Requirement: Restate the full set of records exactly, word for word.
** Start Records for the exercise **
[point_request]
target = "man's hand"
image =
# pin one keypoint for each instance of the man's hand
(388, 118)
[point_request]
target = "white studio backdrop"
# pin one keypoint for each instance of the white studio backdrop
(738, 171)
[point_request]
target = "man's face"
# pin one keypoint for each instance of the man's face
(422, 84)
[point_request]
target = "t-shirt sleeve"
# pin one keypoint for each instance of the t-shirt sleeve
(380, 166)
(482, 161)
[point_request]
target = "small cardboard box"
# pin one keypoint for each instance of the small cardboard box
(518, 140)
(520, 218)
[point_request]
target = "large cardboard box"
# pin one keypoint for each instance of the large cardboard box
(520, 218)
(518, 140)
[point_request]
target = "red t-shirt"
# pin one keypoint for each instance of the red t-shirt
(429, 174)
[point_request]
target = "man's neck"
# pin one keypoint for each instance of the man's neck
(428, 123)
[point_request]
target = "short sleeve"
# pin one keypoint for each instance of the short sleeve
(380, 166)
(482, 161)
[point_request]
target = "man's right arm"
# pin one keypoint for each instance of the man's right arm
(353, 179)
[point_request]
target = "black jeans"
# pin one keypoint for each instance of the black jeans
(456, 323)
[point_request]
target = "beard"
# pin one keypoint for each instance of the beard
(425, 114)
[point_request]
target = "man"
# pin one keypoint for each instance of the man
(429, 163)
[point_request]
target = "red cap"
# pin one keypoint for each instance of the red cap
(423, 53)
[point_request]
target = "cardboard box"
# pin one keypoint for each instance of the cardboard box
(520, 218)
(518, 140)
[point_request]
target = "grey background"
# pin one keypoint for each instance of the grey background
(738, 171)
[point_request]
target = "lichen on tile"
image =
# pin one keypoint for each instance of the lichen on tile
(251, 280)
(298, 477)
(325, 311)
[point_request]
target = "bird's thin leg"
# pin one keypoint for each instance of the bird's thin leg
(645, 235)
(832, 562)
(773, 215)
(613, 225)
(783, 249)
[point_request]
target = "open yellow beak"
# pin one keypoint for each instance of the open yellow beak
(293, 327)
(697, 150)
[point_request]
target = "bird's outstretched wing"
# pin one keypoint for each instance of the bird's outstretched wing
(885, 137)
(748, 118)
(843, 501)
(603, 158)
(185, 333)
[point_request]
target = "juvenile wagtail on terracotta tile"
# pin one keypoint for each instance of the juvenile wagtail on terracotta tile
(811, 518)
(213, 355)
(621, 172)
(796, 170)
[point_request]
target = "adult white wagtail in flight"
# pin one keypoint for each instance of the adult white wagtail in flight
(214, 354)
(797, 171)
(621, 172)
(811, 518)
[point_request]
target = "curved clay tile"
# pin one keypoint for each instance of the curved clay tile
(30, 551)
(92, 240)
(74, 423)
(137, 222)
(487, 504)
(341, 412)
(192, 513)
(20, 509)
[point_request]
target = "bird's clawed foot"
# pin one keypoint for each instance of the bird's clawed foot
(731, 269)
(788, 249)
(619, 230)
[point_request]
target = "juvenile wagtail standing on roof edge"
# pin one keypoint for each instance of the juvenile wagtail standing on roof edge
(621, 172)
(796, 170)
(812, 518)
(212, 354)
** End Records for the exercise **
Answer below:
[point_request]
target = "man's hand"
image =
# pin one keypoint for each instance of the man's hand
(388, 118)
[point_request]
target = "white studio backdrop"
# pin one keypoint for each instance of the white studio backdrop
(738, 171)
[point_request]
target = "man's face"
# pin one keypoint for each instance of the man's face
(422, 84)
[point_request]
target = "t-shirt sleeve"
# pin one keypoint for each instance of the t-shirt sleeve
(380, 166)
(482, 161)
[point_request]
target = "small cardboard box"
# pin one keypoint for each instance of the small cardboard box
(518, 140)
(520, 218)
[point_request]
target = "large cardboard box"
# pin one keypoint for each instance of the large cardboard box
(520, 218)
(518, 140)
[point_request]
target = "red t-shirt"
# pin one keypoint for each instance of the red t-shirt
(429, 174)
[point_request]
target = "man's neck"
# pin one keypoint for each instance of the man's neck
(428, 123)
[point_request]
target = "short sleeve"
# pin one keypoint for each instance of the short sleeve
(380, 166)
(482, 161)
[point_request]
target = "man's right arm"
# pin one keypoint for each instance of the man's right arm
(353, 179)
[point_request]
target = "black jeans"
# pin one keypoint for each instance of the black jeans
(456, 323)
[point_request]
target = "beard"
# pin one keypoint for each instance of the beard
(425, 114)
[point_request]
target = "man"
# pin one keypoint for each instance of the man
(429, 163)
[point_request]
target = "red cap"
# pin one keypoint for each instance of the red cap
(423, 53)
[point_request]
target = "cardboard box"
# pin one keypoint for each instance of the cardboard box
(520, 218)
(518, 140)
[point_request]
target = "grey background"
# pin one keypoint for each instance of the grey background
(738, 171)
[point_request]
target = "lichen on tile"
image =
# pin one keypoint for each instance of the lichen on tile
(251, 280)
(298, 477)
(325, 311)
[point_request]
target = "bird's thin leg"
# pin one keypoint for each instance of the bird's thin leg
(645, 235)
(832, 562)
(773, 215)
(613, 225)
(783, 249)
[point_request]
target = "open yellow beak"
# pin one keypoint for each instance of the open yellow beak
(293, 327)
(697, 150)
[point_request]
target = "bird's outstretched wing"
# pin one keypoint for each instance of the bird's outstretched wing
(885, 137)
(748, 118)
(843, 501)
(603, 158)
(185, 333)
[point_request]
target = "juvenile wagtail on terracotta tile"
# pin one keypoint for each instance of the juvenile wagtail on terracotta tile
(811, 518)
(213, 355)
(621, 172)
(796, 170)
[point_request]
target = "adult white wagtail in flight"
# pin one keypoint for each instance of the adult white wagtail in flight
(214, 354)
(797, 171)
(621, 172)
(811, 518)
[point_request]
target = "curved clay tile"
# pin one keypoint for each instance of the curved clay tile
(30, 551)
(92, 240)
(74, 423)
(137, 222)
(487, 504)
(341, 412)
(192, 513)
(20, 509)
[point_request]
target = "bird's clawed foot"
# pin one keypoint for each instance of the bird's clawed foot
(731, 269)
(788, 249)
(619, 230)
[point_request]
target = "juvenile wagtail standing on roof edge"
# pin one keypoint for each instance of the juvenile wagtail standing on roof edge
(621, 172)
(796, 170)
(812, 518)
(212, 354)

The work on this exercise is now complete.